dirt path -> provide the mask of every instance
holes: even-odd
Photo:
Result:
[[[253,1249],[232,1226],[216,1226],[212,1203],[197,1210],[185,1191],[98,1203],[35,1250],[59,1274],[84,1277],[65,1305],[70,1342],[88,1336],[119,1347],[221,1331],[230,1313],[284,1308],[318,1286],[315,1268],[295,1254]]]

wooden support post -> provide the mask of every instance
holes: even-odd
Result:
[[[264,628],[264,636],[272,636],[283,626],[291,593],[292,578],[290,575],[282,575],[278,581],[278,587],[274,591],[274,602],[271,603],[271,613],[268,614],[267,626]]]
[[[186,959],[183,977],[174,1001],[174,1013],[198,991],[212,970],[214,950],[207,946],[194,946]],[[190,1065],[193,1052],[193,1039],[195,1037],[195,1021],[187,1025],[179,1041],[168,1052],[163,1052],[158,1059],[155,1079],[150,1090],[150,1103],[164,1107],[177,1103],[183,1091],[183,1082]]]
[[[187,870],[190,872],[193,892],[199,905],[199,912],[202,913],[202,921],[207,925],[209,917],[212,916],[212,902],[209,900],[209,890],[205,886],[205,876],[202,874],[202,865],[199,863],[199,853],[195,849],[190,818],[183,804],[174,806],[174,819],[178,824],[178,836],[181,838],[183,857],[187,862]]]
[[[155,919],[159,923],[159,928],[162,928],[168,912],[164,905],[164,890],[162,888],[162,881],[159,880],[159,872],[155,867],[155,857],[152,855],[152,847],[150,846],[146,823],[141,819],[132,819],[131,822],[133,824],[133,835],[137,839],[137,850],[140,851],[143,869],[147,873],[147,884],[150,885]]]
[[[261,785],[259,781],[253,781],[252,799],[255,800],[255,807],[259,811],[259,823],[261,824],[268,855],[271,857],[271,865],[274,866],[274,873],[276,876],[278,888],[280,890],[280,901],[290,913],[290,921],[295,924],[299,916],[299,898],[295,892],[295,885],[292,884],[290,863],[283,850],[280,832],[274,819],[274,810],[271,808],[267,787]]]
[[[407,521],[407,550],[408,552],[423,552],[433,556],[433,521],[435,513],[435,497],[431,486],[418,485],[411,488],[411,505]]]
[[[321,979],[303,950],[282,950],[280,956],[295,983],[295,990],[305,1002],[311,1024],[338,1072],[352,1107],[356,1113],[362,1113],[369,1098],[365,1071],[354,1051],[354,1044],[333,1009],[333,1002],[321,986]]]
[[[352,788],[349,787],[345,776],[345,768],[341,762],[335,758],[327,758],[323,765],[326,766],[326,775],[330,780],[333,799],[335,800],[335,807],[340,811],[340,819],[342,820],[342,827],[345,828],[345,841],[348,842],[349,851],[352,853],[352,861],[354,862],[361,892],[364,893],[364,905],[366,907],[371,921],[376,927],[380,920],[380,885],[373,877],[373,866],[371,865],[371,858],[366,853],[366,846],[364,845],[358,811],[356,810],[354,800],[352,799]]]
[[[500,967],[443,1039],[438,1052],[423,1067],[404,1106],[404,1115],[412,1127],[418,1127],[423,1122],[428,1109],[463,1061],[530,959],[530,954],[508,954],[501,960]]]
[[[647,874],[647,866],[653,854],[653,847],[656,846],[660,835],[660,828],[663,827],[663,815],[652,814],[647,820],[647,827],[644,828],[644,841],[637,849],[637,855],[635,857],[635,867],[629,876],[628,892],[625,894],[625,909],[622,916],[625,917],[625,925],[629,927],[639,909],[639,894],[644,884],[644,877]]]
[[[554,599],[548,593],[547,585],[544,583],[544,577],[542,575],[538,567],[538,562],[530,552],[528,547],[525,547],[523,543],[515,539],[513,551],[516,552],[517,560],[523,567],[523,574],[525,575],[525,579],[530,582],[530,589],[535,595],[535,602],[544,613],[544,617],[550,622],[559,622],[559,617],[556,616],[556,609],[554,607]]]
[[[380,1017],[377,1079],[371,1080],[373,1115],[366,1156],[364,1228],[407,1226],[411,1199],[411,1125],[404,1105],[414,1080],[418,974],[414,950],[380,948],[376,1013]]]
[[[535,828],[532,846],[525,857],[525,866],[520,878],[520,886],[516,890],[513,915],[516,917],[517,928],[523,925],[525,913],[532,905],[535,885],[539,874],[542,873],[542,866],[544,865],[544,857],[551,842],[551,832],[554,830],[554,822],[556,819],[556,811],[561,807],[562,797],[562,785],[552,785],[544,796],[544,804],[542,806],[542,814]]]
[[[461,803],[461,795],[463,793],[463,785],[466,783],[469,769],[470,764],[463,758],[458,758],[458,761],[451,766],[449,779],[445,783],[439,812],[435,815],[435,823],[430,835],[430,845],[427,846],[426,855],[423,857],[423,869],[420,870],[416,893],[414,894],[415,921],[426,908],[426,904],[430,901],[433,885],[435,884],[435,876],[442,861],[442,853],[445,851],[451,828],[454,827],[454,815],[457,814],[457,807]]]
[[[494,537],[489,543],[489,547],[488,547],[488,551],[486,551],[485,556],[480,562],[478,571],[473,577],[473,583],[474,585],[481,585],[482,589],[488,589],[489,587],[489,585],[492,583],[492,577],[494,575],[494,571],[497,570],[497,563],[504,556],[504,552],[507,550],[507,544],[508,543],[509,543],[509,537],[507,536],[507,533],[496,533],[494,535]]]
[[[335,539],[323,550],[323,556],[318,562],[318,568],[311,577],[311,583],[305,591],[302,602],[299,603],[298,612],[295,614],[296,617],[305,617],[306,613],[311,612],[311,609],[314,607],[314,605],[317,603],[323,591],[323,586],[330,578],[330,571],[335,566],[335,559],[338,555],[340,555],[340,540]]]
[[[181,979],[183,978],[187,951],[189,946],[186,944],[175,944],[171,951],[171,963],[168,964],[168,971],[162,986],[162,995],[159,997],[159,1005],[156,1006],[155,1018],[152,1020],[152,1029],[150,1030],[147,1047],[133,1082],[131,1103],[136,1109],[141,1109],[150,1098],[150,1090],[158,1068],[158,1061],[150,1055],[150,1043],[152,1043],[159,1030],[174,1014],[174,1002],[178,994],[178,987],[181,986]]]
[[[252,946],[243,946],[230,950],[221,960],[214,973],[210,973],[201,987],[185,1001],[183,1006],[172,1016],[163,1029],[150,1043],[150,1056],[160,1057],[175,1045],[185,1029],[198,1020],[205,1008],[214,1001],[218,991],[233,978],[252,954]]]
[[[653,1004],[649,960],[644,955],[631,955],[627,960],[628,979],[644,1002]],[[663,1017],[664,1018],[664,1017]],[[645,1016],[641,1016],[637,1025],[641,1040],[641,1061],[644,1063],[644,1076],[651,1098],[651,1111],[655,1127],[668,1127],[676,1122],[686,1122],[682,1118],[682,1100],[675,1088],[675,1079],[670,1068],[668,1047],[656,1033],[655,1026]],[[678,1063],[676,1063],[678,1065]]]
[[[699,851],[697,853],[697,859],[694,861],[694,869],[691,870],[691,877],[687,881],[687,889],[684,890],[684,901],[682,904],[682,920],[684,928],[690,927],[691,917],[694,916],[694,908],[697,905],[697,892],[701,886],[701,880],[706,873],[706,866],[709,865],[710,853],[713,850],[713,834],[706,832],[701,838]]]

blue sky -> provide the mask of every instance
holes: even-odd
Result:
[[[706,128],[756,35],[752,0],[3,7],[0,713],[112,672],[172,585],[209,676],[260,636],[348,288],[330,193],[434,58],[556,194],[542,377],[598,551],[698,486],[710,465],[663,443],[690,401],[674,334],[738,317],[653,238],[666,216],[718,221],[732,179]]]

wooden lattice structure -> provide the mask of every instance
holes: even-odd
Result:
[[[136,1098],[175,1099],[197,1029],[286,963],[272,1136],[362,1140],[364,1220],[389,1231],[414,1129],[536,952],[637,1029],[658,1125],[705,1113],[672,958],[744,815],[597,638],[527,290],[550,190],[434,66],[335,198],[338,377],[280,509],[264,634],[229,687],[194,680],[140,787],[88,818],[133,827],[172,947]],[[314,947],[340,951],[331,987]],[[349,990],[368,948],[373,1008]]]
....
Copy word for word the part of the lines above that opens with the line containing "wooden lattice structure" and runs through the final line, including both ends.

--- OUTPUT OF THE EXERCISE ---
wooden lattice structure -> provide the mask of every instance
holes: even-odd
Result:
[[[136,1098],[175,1099],[197,1029],[286,963],[272,1136],[362,1140],[364,1220],[389,1231],[414,1129],[536,952],[637,1029],[658,1125],[705,1113],[672,958],[744,815],[597,638],[527,290],[550,190],[434,66],[335,198],[338,377],[280,509],[264,634],[229,687],[194,680],[140,787],[88,818],[133,827],[172,947]],[[314,947],[340,951],[331,987]],[[349,990],[368,948],[373,1008]]]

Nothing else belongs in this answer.